A buffet for the war pigs: Afghanistan's suffering leads to a hot take bonanza
... and the conclusion is always the same: The writer was right all along.
The history of Afghanistan is long and columnists’ memories are so short that guppies feel sorry for them.
In 2019, after a three-year legal battle, The Washington Post published transcripts of interviews conducted during a “lessons learned” project by the US Office of the Special Inspector General for Afghanistan Reconstruction (SIGAR). The so-called ‘Afghanistan Papers’ revealed what most people already suspected: The governments of the US and the UK consistently misled the public about an unwinnable conflict.
Like the Pentagon Papers before them, the Afghanistan Papers presented a ‘secret’ history of failure, corruption, and cover-ups. John Sopko, the head of SIGAR, told The Washington Post that the project showed “the American people have constantly been lied to”.
Across over 2,000 pages of transcripts from interviews with people who played a direct role in the war — including general, diplomats, aid workers, and Afghan officials — the puzzle pieces fall into place: Manipulated figures, falsely ‘rosy’ pronouncements, and institutional tactical ignorance over corruption.

§ Given entries:
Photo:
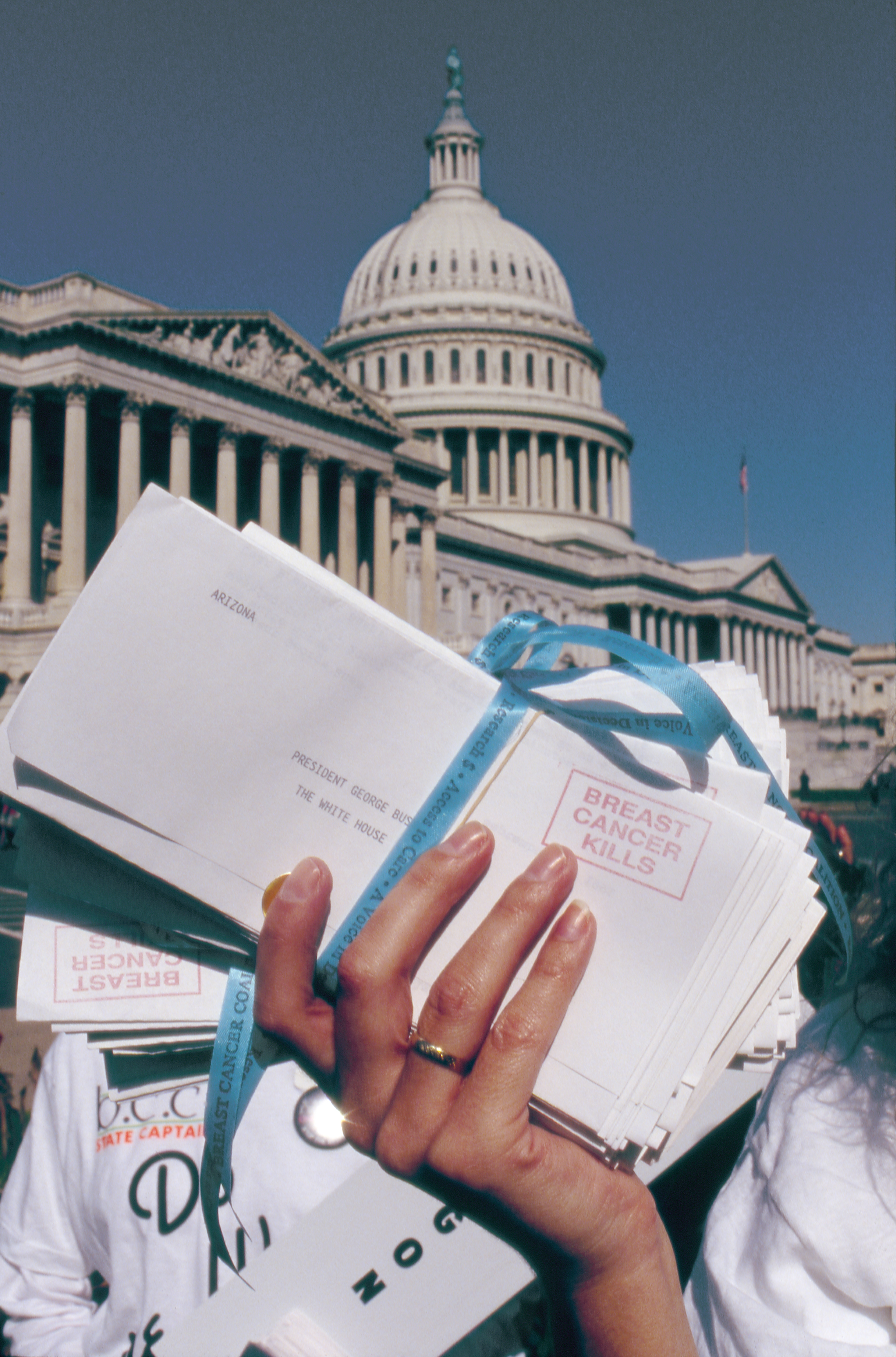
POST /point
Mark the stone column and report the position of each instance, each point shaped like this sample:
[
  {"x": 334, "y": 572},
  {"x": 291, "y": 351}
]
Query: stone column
[
  {"x": 179, "y": 455},
  {"x": 129, "y": 452},
  {"x": 428, "y": 573},
  {"x": 784, "y": 686},
  {"x": 724, "y": 640},
  {"x": 226, "y": 492},
  {"x": 772, "y": 670},
  {"x": 503, "y": 467},
  {"x": 806, "y": 696},
  {"x": 604, "y": 503},
  {"x": 614, "y": 482},
  {"x": 564, "y": 485},
  {"x": 692, "y": 643},
  {"x": 270, "y": 488},
  {"x": 793, "y": 674},
  {"x": 17, "y": 571},
  {"x": 472, "y": 470},
  {"x": 349, "y": 526},
  {"x": 383, "y": 542},
  {"x": 72, "y": 572},
  {"x": 399, "y": 562},
  {"x": 547, "y": 475},
  {"x": 625, "y": 477},
  {"x": 585, "y": 481},
  {"x": 444, "y": 493},
  {"x": 309, "y": 521},
  {"x": 759, "y": 640}
]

§ Problems:
A - Substitute "goldfish" for "guppies" in the Afghanistan article, and write out everything from "A buffet for" down to "sorry for them.".
B - Continue the Afghanistan article from the point where it stops.
The material has no connection to the Afghanistan article.

§ Answers for the tasks:
A -
A buffet for the war pigs: Afghanistan's suffering leads to a hot take bonanza
... and the conclusion is always the same: The writer was right all along.
The history of Afghanistan is long and columnists’ memories are so short that goldfish feel sorry for them.

B -
But now President Biden has pulled the plug on the inflatable castle — largely bounced1 into it by President Trump’s Taliban ‘peace’ deal — the ‘smart’ people don’t say it was a fatal facade the whole time but say, “Oh, it’s his mistake.” Meanwhile George W. Bush picks up his paintbrush, chuckling to himself, and Tony Blair prepares to make another of his rare weekly interventions.
In The Times today, William Hague — the former Foreign Secretary and lifetime holder of the Most Embarrassing Baseball Cap Wearer In Politics title — writes a column headlined Biggest danger is to shrink from this fiasco, arguing that this disastrous military intervention should not put Britain off getting involved in more disastrous military interventions in the future.
After a tour through the recent history of military interventions both actual and contemplated, Hague concludes:
The right posture for western democracies is to be prepared to intervene when our own security or common humanity demands it. That means maintaining armed forces equipped for such action, but it also requires the political staying power to make all those who are hostile to free nations afraid of what we might do. After this fiasco, all of them will be less afraid than we need them to be.
It’s the kind of bloodless language that policymakers often delight in. It’s also rhetoric divorced from reality written by a man who, as a member of the 2010 coalition government, was part of a slashing of the military budget. The Tories have continued those cuts while posturing about ‘Global Britain’.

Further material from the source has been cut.